** Given text follows **

Two years ago, HumAngle published a video documentary exposing the poor condition of this treacherous road and the grim realities faced by repatriated residents, just a year after their return to Kirawa.

The two vigilantes recently killed had been stationed at this strategic junction to help secure safe passage for military-escorted convoys.

“Our main challenge is the lack of active and effective security operations. We are calling on the government to strengthen the military base here,” Amada lamented. “Most of the security work, like escorts and patrols, is left to the vigilantes and Civilian Joint Task Force members.”

They often work without enough weapons, pay, or support. Some have even quit because they haven’t been paid for months.

According to Amada, the community has repeatedly appealed to the security forces, including the Multinational Joint Task Force, to increase their presence by conducting regular escorts for commuters and patrol operations along the dangerous road. However, he said, those requests have gone unanswered.

** End of Given text **
** Entries supplied follows **

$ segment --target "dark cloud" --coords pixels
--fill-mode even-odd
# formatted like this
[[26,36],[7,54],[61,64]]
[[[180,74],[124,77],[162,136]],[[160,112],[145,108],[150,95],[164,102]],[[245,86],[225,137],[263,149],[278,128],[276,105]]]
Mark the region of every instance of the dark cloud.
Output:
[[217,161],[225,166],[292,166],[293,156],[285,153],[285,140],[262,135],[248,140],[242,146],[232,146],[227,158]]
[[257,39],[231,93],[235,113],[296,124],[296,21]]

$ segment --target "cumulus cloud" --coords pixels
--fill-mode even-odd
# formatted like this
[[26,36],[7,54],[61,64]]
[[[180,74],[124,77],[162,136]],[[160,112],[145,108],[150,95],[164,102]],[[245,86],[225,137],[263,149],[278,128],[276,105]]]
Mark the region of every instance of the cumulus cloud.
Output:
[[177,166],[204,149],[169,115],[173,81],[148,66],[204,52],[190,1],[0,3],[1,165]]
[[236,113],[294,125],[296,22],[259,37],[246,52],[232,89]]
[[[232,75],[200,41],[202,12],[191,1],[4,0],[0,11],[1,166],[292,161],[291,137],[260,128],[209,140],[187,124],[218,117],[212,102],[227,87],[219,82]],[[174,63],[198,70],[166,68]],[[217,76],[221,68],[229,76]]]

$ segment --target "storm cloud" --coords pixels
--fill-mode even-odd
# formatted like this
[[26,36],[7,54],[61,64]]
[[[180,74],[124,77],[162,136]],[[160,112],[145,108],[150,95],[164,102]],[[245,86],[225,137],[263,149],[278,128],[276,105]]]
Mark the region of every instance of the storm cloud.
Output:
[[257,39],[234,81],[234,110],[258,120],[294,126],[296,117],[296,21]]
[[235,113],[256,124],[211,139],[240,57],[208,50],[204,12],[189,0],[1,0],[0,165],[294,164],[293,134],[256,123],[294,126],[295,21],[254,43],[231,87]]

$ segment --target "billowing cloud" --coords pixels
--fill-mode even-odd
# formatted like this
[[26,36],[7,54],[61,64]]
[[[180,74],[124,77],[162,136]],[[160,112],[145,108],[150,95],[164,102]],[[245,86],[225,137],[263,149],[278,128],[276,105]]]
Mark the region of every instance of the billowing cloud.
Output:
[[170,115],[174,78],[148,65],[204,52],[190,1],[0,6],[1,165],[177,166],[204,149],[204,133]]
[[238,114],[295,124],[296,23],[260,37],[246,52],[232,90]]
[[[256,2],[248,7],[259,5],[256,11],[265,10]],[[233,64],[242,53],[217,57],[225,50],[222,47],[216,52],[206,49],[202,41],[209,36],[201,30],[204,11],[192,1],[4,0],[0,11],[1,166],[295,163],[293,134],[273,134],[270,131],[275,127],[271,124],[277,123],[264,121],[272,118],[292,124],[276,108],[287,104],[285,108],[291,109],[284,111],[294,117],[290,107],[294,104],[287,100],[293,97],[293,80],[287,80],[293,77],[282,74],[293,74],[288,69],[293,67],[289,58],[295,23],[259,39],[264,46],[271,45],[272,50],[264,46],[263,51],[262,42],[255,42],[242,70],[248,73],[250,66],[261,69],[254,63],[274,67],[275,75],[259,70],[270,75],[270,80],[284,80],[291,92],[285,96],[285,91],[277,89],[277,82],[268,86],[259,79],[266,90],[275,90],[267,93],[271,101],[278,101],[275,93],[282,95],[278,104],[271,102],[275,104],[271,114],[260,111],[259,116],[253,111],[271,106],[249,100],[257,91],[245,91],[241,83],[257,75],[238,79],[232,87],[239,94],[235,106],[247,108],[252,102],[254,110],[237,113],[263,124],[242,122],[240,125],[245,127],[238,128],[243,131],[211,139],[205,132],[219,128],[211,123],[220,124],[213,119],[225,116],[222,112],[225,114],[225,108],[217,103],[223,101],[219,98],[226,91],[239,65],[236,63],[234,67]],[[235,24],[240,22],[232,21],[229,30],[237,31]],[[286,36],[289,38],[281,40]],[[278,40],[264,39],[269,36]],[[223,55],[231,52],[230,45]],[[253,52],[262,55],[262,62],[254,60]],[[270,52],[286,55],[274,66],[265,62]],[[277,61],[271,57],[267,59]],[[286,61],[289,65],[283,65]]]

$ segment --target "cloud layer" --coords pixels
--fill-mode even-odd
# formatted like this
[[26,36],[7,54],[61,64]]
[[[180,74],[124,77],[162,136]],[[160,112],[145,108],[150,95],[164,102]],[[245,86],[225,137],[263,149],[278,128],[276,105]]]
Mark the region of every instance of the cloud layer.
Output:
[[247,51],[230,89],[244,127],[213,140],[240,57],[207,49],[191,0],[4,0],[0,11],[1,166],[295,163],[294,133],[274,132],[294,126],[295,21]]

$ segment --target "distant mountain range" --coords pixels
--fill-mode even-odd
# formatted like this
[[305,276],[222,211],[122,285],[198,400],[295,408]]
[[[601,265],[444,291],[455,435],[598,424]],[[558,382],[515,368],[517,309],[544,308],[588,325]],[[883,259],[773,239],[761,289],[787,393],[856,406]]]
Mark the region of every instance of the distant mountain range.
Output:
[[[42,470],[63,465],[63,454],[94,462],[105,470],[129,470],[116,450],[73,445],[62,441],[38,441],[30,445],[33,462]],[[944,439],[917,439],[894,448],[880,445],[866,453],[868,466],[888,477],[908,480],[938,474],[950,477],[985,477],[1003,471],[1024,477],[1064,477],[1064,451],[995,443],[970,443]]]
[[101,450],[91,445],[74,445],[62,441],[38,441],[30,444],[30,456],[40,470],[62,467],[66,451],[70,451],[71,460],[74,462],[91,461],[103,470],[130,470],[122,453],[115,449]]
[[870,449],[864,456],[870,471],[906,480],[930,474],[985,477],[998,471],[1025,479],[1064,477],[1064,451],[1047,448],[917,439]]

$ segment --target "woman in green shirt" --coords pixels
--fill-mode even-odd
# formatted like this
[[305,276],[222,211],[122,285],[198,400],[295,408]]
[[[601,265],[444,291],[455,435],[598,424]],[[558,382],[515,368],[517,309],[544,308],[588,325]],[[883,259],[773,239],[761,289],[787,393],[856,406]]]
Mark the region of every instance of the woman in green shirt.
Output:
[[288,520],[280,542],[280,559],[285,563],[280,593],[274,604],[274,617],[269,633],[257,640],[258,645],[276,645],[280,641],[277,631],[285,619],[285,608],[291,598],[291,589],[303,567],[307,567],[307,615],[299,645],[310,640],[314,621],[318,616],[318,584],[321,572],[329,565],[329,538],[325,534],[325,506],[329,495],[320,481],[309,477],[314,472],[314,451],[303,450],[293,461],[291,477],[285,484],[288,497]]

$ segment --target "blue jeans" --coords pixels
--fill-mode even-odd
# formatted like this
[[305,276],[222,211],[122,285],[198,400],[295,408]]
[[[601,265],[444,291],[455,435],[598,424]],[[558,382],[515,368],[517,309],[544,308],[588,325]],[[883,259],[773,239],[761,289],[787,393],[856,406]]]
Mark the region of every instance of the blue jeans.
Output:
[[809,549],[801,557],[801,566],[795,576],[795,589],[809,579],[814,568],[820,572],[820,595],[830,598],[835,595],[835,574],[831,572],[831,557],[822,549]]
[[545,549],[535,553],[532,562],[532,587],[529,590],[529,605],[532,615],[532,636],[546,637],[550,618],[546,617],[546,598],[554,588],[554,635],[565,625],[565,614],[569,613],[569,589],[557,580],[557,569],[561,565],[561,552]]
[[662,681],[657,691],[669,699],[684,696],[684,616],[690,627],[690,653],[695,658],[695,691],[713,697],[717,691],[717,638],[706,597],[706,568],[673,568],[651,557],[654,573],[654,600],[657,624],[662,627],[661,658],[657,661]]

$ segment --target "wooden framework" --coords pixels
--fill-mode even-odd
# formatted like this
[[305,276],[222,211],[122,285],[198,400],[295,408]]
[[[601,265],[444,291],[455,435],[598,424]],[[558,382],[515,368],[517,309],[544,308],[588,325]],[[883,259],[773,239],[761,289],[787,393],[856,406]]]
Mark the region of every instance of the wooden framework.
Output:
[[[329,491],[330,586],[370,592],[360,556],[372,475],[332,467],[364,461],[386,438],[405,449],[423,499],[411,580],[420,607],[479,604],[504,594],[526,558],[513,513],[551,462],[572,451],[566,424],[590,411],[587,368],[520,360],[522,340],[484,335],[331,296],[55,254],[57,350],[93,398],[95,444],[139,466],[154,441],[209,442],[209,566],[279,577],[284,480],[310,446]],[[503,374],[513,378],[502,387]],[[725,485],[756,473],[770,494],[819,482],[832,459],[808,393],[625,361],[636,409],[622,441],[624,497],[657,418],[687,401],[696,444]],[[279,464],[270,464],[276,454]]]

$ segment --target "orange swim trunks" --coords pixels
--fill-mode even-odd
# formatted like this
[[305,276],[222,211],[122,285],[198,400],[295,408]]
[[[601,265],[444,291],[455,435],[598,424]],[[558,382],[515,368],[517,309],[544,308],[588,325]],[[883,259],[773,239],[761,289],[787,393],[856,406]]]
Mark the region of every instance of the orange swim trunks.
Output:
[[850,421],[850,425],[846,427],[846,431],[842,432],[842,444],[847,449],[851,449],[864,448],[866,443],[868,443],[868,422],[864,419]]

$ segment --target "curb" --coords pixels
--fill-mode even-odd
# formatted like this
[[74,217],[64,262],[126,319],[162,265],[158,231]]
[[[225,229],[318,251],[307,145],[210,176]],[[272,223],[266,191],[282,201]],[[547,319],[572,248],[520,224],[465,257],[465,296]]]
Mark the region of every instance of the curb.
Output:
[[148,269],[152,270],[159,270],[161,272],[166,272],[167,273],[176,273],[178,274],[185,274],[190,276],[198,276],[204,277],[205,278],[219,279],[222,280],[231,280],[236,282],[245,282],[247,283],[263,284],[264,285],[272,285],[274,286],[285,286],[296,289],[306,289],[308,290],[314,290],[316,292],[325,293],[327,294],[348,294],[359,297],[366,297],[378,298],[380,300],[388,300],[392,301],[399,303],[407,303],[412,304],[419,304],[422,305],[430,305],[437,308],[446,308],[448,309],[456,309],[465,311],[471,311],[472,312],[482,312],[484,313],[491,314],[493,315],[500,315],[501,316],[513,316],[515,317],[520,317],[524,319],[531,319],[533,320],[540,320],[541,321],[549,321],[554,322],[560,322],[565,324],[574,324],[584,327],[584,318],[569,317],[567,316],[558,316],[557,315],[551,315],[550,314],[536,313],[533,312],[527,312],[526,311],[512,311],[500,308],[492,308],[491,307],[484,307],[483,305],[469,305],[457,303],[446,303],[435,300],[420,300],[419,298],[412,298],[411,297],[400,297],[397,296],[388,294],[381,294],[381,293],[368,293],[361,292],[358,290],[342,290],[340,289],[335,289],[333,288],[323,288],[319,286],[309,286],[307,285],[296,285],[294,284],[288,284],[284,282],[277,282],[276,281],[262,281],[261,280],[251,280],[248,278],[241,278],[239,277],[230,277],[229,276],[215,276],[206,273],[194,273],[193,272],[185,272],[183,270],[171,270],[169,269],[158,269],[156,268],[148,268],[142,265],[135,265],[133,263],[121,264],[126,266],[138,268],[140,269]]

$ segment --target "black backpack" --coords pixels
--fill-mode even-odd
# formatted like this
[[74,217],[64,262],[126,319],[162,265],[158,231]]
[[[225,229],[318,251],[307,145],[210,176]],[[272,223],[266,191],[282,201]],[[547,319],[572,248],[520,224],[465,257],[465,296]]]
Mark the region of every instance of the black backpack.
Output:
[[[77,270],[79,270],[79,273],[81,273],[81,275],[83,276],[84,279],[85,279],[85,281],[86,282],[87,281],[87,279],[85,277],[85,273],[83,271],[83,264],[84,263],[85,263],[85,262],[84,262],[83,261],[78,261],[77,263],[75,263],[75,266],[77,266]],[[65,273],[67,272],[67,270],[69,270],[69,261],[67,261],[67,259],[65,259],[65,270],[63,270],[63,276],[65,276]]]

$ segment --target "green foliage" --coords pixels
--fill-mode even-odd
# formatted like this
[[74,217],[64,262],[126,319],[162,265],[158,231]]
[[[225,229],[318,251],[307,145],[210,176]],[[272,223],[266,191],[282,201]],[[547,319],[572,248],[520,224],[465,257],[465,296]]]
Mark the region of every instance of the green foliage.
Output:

** End of Entries supplied **

▶ Complete the following
1: From the text on security around Kirawa, return the part that begins at the words "The two vigilantes" and stops after "paid for months.", copied word for word.
2: Take the text on the Kirawa road and its security further, picking up right after its last sentence.

▶ Answers for the tasks
1:
The two vigilantes recently killed had been stationed at this strategic junction to help secure safe passage for military-escorted convoys.

“Our main challenge is the lack of active and effective security operations. We are calling on the government to strengthen the military base here,” Amada lamented. “Most of the security work, like escorts and patrols, is left to the vigilantes and Civilian Joint Task Force members.”

They often work without enough weapons, pay, or support. Some have even quit because they haven’t been paid for months.

2:
Kirawa was once a ghost town after Boko Haram attacked and seized it in 2014. 

For almost a decade, its people lived in displacement camps across Nigeria or as refugees in Cameroon, waiting for the day they could return home.

That opportunity came in 2022, when the government began resettling communities. Kirawa was among them, and its people returned with hope to rebuild their homes, restart farming, and live in peace.

However, since their return, many families have faced hardship. Schools lack teachers and teaching materials. The health clinic is often closed because it lacks staff and amenities like electricity and medicine. Enough clean water is still hard to find, and residents usually walk back into Cameroon to access healthcare, buy medicine, or seek basic services.

When night falls, fear takes over. Boko Haram elements continue to infiltrate the town. People sleep with one eye open, and some even cross the border to sleep in Cameroon, only returning to Nigeria in the morning.

A community member carrying locally made arms during weekly market activities in Kirawa town. Photo: Usman Abba Zanna/HumAngle.

About 15,000 individuals from over 2,500 households were reported to have returned to Kirawa in 2022. However, within just two years, that population has declined drastically. According to the local councillor, the number of households remaining has dropped to around 1,500, as families continue to flee.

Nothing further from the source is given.